#### [THE PROBLEM]
Copy out every one of the rows below, substituting "one instance per line" for each occurrence of "each instance on its own line" and leaving all other text unchanged.

#### [EXTRACTED INFORMATION]

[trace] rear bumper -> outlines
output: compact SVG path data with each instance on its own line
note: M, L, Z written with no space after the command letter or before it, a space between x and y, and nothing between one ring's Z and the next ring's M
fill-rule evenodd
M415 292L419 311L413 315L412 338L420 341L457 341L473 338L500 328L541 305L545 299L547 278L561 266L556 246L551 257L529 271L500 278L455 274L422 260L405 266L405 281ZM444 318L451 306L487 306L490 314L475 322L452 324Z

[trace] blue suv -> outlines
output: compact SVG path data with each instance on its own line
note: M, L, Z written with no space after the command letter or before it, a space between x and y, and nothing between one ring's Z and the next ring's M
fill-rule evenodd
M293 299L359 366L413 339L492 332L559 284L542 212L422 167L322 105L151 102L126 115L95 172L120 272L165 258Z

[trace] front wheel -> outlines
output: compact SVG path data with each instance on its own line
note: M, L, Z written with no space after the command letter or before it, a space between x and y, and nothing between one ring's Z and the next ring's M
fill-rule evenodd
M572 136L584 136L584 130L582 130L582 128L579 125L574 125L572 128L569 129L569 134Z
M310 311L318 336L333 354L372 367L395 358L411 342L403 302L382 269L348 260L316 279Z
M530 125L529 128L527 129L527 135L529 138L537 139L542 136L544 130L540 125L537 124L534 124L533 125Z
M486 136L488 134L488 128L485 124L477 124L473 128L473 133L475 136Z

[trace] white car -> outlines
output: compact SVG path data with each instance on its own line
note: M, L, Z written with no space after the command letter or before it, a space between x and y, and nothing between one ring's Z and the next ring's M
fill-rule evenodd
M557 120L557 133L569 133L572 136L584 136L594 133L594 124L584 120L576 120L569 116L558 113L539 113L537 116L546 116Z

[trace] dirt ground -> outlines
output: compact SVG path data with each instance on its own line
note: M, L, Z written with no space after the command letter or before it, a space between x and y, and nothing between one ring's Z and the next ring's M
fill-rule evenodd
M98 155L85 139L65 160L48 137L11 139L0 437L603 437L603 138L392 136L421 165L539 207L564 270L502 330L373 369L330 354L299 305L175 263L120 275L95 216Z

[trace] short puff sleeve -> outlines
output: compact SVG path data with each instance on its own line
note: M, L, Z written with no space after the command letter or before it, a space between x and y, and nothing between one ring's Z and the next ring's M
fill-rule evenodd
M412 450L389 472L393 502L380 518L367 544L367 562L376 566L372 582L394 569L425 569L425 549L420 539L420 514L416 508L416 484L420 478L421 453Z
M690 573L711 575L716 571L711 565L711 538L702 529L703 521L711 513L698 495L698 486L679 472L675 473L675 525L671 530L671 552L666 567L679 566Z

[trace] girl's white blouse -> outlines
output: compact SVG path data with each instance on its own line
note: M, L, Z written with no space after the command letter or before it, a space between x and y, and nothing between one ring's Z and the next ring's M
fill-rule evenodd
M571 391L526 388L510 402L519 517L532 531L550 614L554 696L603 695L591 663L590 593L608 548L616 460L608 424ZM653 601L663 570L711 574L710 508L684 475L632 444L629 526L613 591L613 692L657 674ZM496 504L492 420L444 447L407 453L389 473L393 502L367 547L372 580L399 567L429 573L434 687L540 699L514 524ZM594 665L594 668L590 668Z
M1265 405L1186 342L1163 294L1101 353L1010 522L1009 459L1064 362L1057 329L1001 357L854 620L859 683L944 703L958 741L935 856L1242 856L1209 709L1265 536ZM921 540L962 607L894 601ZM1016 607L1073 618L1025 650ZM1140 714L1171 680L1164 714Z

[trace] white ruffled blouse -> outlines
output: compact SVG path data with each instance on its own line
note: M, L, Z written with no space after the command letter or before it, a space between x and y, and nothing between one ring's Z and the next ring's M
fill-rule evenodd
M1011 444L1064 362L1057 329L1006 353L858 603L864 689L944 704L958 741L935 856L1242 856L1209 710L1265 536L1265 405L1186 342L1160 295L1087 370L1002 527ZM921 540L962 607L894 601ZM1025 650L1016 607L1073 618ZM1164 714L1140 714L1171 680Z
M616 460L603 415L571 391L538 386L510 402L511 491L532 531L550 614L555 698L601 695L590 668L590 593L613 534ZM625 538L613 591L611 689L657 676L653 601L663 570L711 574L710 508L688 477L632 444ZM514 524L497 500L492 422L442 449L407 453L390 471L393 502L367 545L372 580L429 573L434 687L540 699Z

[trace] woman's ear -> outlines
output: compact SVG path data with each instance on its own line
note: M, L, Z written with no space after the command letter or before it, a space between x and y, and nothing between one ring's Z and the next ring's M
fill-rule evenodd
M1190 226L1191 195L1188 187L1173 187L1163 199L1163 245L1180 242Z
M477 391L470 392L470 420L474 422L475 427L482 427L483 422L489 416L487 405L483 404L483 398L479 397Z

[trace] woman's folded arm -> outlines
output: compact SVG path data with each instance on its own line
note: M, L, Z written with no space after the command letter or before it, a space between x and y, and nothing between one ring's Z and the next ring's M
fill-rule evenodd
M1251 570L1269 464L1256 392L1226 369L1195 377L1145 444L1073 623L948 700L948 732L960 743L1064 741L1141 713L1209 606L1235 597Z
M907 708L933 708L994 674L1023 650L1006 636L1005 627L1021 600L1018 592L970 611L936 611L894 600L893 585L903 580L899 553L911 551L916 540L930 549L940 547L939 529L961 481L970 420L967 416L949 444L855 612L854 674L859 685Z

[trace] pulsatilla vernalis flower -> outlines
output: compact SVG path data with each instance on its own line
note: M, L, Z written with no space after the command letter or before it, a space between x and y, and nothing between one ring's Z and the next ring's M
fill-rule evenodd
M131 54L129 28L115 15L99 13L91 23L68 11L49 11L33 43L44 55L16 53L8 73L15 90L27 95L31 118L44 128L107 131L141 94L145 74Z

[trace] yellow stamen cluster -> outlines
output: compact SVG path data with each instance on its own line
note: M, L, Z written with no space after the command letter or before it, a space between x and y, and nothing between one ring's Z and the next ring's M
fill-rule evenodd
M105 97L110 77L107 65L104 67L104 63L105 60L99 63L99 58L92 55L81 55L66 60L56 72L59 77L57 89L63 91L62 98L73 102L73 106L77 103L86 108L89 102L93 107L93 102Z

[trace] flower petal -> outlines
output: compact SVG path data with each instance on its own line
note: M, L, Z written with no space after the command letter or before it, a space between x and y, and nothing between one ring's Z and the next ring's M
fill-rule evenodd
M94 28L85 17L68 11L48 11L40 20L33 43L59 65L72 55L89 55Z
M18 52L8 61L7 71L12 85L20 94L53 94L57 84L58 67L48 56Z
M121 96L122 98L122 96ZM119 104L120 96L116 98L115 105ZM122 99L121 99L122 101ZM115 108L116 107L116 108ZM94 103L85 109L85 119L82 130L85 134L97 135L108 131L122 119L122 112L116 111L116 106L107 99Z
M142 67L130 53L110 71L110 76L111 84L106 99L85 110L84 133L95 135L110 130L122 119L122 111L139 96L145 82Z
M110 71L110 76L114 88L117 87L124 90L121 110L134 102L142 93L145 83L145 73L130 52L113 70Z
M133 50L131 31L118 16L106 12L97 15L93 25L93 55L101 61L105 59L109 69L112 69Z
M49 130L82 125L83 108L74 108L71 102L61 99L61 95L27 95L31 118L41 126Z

#### [WORKED ANSWER]
[trace] rear bumper -> outlines
output: compact SVG path data with one instance per line
note: M, L, Z written with no space after the command letter or before it, a space between x and y, and nothing between one ring's Z and the next ring's M
fill-rule evenodd
M415 292L419 311L413 315L412 338L420 341L457 341L473 338L500 328L541 305L545 299L547 278L561 266L556 246L551 257L529 271L500 278L455 274L422 260L405 266L405 281ZM444 318L451 306L487 306L490 314L475 322L452 324Z

[trace] blue suv -> outlines
output: compact SVG path data with one instance per line
note: M, L, Z written with no space after the command letter or before it, a space between x and y, and nothing between one ring's Z and the next ring's M
fill-rule evenodd
M293 299L359 366L413 339L492 332L559 284L542 212L422 167L322 105L151 102L126 115L95 172L120 272L165 258Z

[trace] front wheel -> outlines
output: compact SVG path data with one instance per line
note: M, L, Z written with no space after the command letter or before it, a space between x and y, and nothing between one ring's Z and the next ring's M
fill-rule evenodd
M572 136L584 136L584 130L582 130L582 128L579 125L574 125L572 128L569 129L569 134Z
M310 311L318 336L333 354L372 367L395 358L411 342L403 302L382 269L348 260L316 279Z
M530 125L529 128L527 129L527 135L529 138L537 139L542 136L544 130L540 125L537 124L534 124L533 125Z
M486 136L488 134L488 128L485 124L477 124L473 128L473 133L475 136Z

[trace] white car -> outlines
output: compact SVG path data with one instance per line
note: M, L, Z written with no space after the command letter or before it, a space between x and y, and nothing between one ring's Z and the next ring's M
fill-rule evenodd
M557 120L557 133L569 133L572 136L584 136L594 133L594 124L584 120L576 120L569 116L558 113L539 113L537 116L546 116Z

[trace] dirt ground -> outlines
output: compact SVG path data with one instance per line
note: M, L, Z written with no space after the command letter or before it, a space between x and y, and nothing between one ring's Z and the next ring's M
fill-rule evenodd
M98 155L85 139L65 160L48 137L11 139L0 437L603 437L603 138L392 136L421 165L539 207L564 270L502 330L373 369L330 354L299 305L175 263L120 275L95 216Z

[trace] short puff sleeve -> outlines
output: compact SVG path data with one instance per line
note: M, L, Z written with no space after the command letter or before it, a space between x and y, and nothing between one ring's Z and the next ring's M
fill-rule evenodd
M412 450L389 472L393 502L380 518L367 544L367 562L376 566L372 582L394 569L425 569L425 549L420 539L420 514L416 508L416 484L420 478L421 453Z
M690 573L711 575L716 571L711 565L711 538L702 529L703 521L711 513L698 495L698 486L679 472L675 473L675 525L671 530L671 552L666 567L679 566Z

[trace] girl's white blouse -> outlines
output: compact SVG path data with one instance per line
note: M, L, Z written with no space after the command letter or before it, a space between x and y, and nothing between one ring's Z and the next ring's M
fill-rule evenodd
M571 391L526 388L510 402L519 517L532 531L550 614L554 696L603 695L591 663L590 593L608 548L616 460L608 424ZM653 601L663 570L711 574L710 508L684 475L632 444L629 526L613 591L613 692L657 674ZM496 504L492 420L444 447L407 453L389 473L393 502L367 547L372 580L399 567L429 573L434 687L540 699L514 524ZM594 665L594 668L590 668Z
M1265 405L1186 342L1163 294L1101 353L1010 522L1009 459L1064 362L1057 329L1001 357L854 620L859 683L944 703L958 741L935 856L1242 856L1209 709L1265 536ZM921 540L962 607L894 601ZM1016 607L1073 618L1025 650ZM1140 714L1171 680L1164 714Z

[trace] white ruffled blouse -> outlines
output: compact SVG path data with one instance per line
note: M, L, Z written with no space after the command letter or before it, a space between x and y, and nothing between one ring's Z and the next ring's M
fill-rule evenodd
M1011 444L1064 362L1057 329L1006 353L858 603L864 689L944 704L958 741L935 856L1242 856L1209 710L1265 536L1265 405L1186 342L1160 295L1087 370L1002 527ZM921 540L962 607L894 601ZM1025 650L1016 607L1073 618ZM1164 714L1140 714L1171 680Z
M616 460L603 415L571 391L538 386L510 402L511 491L532 531L550 614L555 698L601 695L590 668L590 593L613 534ZM625 538L613 591L611 689L657 676L653 601L663 570L711 574L710 508L688 477L632 444ZM514 524L497 500L492 422L442 449L407 453L390 471L393 502L367 545L372 580L429 573L434 687L540 699Z

[trace] woman's ear -> outlines
output: compact SVG path data with one instance per line
note: M, L, Z written with no space after the command letter or before it, a space between x and y, and nothing between one ring's Z and the next ring's M
fill-rule evenodd
M1190 226L1191 195L1188 187L1173 187L1163 199L1163 245L1180 242Z
M477 391L470 392L470 420L474 422L475 427L482 427L483 422L489 416L487 405L483 404L483 398L479 397Z

[trace] woman's folded arm -> outlines
output: compact SVG path data with one instance per line
note: M, L, Z written with no space after the command letter or before it, a space between x and y, and nothing between one ring's Z and the next ring's M
fill-rule evenodd
M1251 570L1269 464L1256 392L1226 369L1195 377L1145 444L1073 623L948 700L948 732L960 743L1064 741L1141 713L1209 606L1235 597Z
M907 708L933 708L994 674L1023 650L1006 636L1005 627L1021 600L1018 592L970 611L936 611L894 600L893 585L903 580L899 553L911 551L916 540L930 549L940 547L939 529L961 481L970 420L967 416L949 444L855 612L854 674L859 685Z

[trace] pulsatilla vernalis flower -> outlines
output: compact SVG path data with one instance per line
note: M, L, Z written with no space after the command letter or before it, a space between x and y, and nothing between one ring's Z and the next ring's M
fill-rule evenodd
M131 54L129 28L115 15L99 13L91 23L68 11L49 11L33 43L44 55L16 53L8 73L15 90L27 95L31 118L44 128L107 131L141 94L145 74Z

[trace] yellow stamen cluster -> outlines
output: compact SVG path data with one instance per line
note: M, L, Z written with no space after the command letter or before it, a space between x and y, and nothing between one ring's Z and the next ring's M
fill-rule evenodd
M105 97L110 77L107 65L104 67L104 63L105 60L99 63L99 58L92 55L81 55L66 60L56 72L59 77L57 89L63 91L62 98L73 102L73 106L77 103L86 108L89 102L93 107L93 102Z

[trace] flower petal -> outlines
output: compact SVG path data with one instance per line
note: M, L, Z written with no space after the command letter or before it, a space between x and y, and nothing between one ring's Z and the next ring's M
fill-rule evenodd
M94 28L85 17L68 11L48 11L40 20L33 43L59 65L72 55L89 55Z
M18 52L8 61L7 71L12 85L20 94L53 94L57 84L58 67L48 56Z
M121 96L122 98L122 96ZM119 104L120 96L116 98L115 105ZM122 99L121 99L122 101ZM115 108L116 107L116 108ZM94 103L85 109L85 119L82 130L85 134L97 135L108 131L122 119L122 112L116 111L116 106L107 99Z
M142 67L130 53L110 71L110 76L111 84L106 99L85 110L84 133L95 135L110 130L122 119L122 111L139 96L145 82Z
M110 71L110 76L114 88L117 87L124 90L121 110L134 102L142 93L145 83L145 73L130 52L113 70Z
M133 50L131 31L118 16L106 12L97 15L93 25L93 55L101 61L105 59L109 69L112 69Z
M49 130L82 125L83 108L74 108L71 102L61 99L61 95L27 95L31 118L41 126Z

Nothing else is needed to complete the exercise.